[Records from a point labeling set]
◇ ◇ ◇ ◇

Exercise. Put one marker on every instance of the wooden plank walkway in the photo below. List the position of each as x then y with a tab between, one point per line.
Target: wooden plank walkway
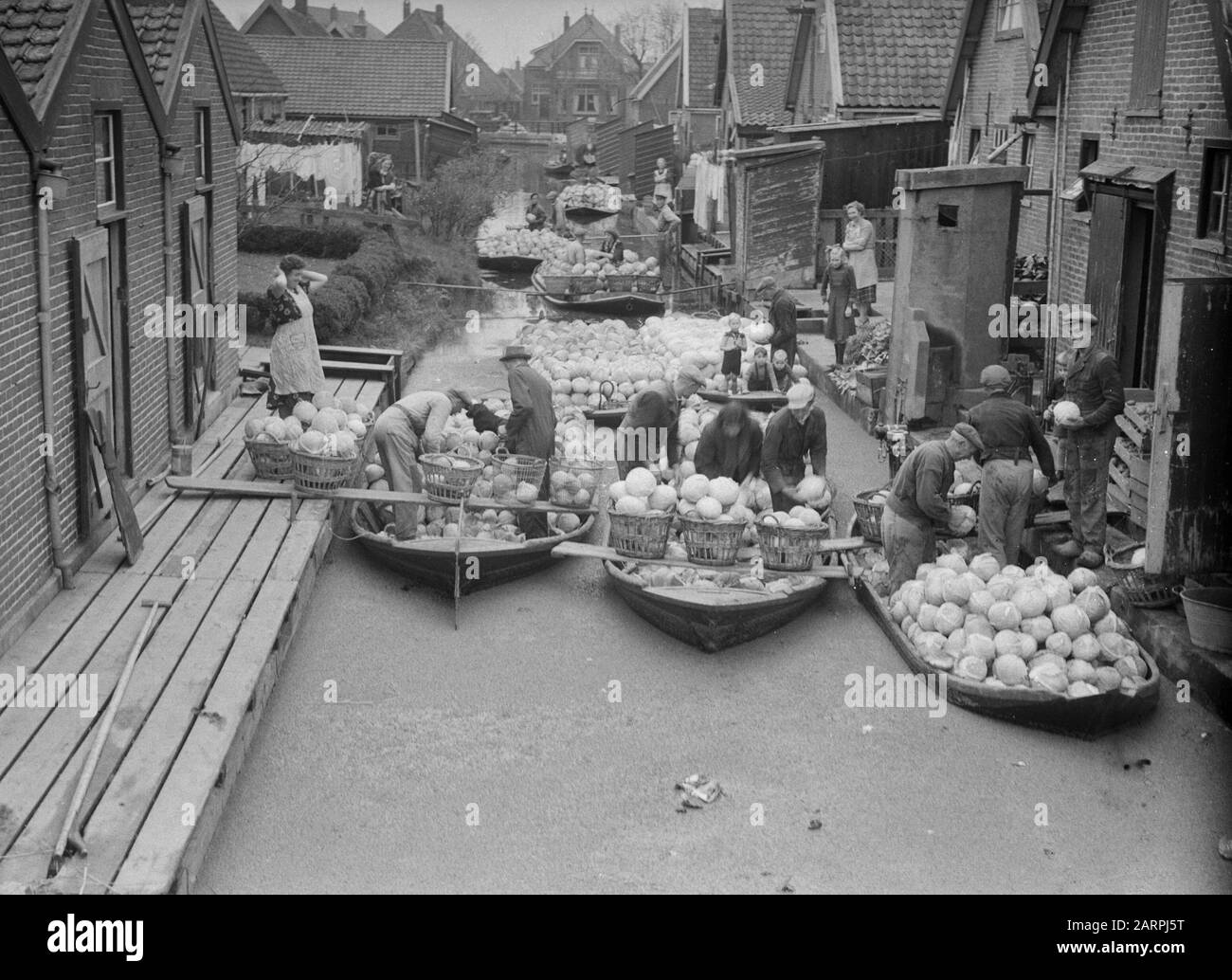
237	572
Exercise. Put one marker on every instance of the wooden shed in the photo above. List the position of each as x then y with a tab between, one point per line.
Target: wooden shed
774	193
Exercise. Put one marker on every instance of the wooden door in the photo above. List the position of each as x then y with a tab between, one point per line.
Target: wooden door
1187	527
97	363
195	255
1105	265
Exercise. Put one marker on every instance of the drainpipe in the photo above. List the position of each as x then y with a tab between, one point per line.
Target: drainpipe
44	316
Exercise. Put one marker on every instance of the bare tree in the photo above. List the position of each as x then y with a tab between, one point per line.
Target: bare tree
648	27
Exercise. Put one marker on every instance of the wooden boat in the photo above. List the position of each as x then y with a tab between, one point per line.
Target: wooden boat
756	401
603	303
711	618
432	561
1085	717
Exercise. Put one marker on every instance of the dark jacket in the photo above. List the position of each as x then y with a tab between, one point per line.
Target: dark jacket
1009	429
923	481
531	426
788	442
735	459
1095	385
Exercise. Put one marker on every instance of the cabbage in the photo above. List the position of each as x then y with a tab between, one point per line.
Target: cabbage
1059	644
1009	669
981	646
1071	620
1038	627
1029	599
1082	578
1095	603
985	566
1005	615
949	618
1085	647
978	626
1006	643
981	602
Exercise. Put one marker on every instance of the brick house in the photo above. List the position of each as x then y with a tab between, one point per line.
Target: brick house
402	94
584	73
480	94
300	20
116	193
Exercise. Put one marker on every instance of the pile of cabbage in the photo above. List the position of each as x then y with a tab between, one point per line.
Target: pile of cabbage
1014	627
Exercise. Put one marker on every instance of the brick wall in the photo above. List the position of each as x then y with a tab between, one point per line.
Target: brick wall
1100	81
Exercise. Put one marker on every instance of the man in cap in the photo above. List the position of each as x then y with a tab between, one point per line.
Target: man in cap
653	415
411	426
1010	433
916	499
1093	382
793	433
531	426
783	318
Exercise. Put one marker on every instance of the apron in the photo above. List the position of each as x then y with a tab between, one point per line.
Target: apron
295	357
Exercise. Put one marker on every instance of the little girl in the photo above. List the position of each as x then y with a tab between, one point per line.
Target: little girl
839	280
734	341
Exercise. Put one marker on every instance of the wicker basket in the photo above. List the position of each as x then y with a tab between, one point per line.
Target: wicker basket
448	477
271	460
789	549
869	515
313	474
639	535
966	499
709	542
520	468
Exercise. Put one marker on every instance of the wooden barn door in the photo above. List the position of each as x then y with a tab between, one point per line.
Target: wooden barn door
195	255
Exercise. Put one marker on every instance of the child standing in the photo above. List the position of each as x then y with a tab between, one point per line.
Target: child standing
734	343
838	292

◇ ◇ ◇ ◇

Can you write out all the records above again, renaming "photo" to "image" wherever it occurs and changing nothing else? Leave the pictures out of your answer.

WRITTEN ANSWER
Exercise. Put one marker on every instance of the wooden plank walkway in the image below. List the position of each as x then y with a tab between, one point per line.
Target: wooden plank walkway
237	572
Exercise. Put one marker on every instance of the wooden shed in the image above. List the position of each as x then y with a tab between, one point per line.
Target: wooden shed
774	193
Exercise. Put one marker on every instance of the wooden door in the image above. List the position of each as x then y with a tab between, one point per line.
Target: wooden door
1187	527
97	363
195	255
1105	265
Exercise. Put one marker on every instance of the drainpipe in the image above. List the position of each as x then y with a tab between, one point per line.
Target: drainpipe
44	316
Exercise. Put one marker on every instance of the bare tree in the image above. List the position of each as x then y with a tab between, one point per line.
Target: bare tree
648	27
Exercise. Put one marker on every instance of the wooden boat in the image above. List the position of each as x then y with a tab between, one point per line.
Target: wooden boat
756	401
603	303
711	618
432	561
1085	717
Exercise. Put one marker on every instance of the dark jacket in the image above. List the position of each as x then y with a tab between, one point per line.
Target: dark jacket
1009	429
923	481
531	426
788	442
735	459
1095	385
Exercise. Put one marker on every instance of the cabbage in the image above. List the position of each as x then y with a tab between, one point per line.
Target: cabbage
1059	644
1009	669
981	646
1071	620
1038	627
1029	599
1082	578
1095	603
985	566
1005	615
949	618
1085	647
978	626
1006	643
981	602
Exercise. Put one marker on every instance of the brick house in the image above. List the position of each as x then y with a tab between, one point per line.
Target: brick house
402	94
584	73
480	94
300	20
116	193
Exercise. Put one marker on every instance of the pile of cabbage in the image above. List the position of each as x then y with a tab between, one point per line.
Target: pile of cabbage
1014	627
Exercise. Put one marker on every instance of the brick wall in the image above. List the position of each as x then y with a tab between, one point per line.
Target: brick wall
1100	81
Exercise. Put one marker on every instance of the man in cap in the image above. List the position of each as x then y with a tab between, one point per line.
Target: man in cap
653	415
411	426
1010	433
916	499
1093	382
793	433
531	426
783	318
Exercise. Put one marker on every instance of the apron in the image above. List the position of each as x then y with a tab between, one point per line.
Target: apron
295	357
Exercise. Put one marker on every instance of the little girl in the image above. List the position of each as x then y with a tab between, one point per line.
Target: little girl
839	280
734	341
Exercise. Put one marker on every instance of the wicker basket in the image above. List the position of each as x then y with a tab between, one point per line.
Target: wicker basket
448	477
271	460
789	549
869	515
313	474
639	535
966	499
709	542
520	468
Exercise. Put one marker on every instance of the wooden barn door in the image above. List the position of each as x then y with a tab between, one point per line.
Target: wooden barn door
195	255
Exercise. Put one marker on every instance of the child standing in the image above. List the position of each as x then y with a tab between, one point per line.
Target: child standing
734	343
838	292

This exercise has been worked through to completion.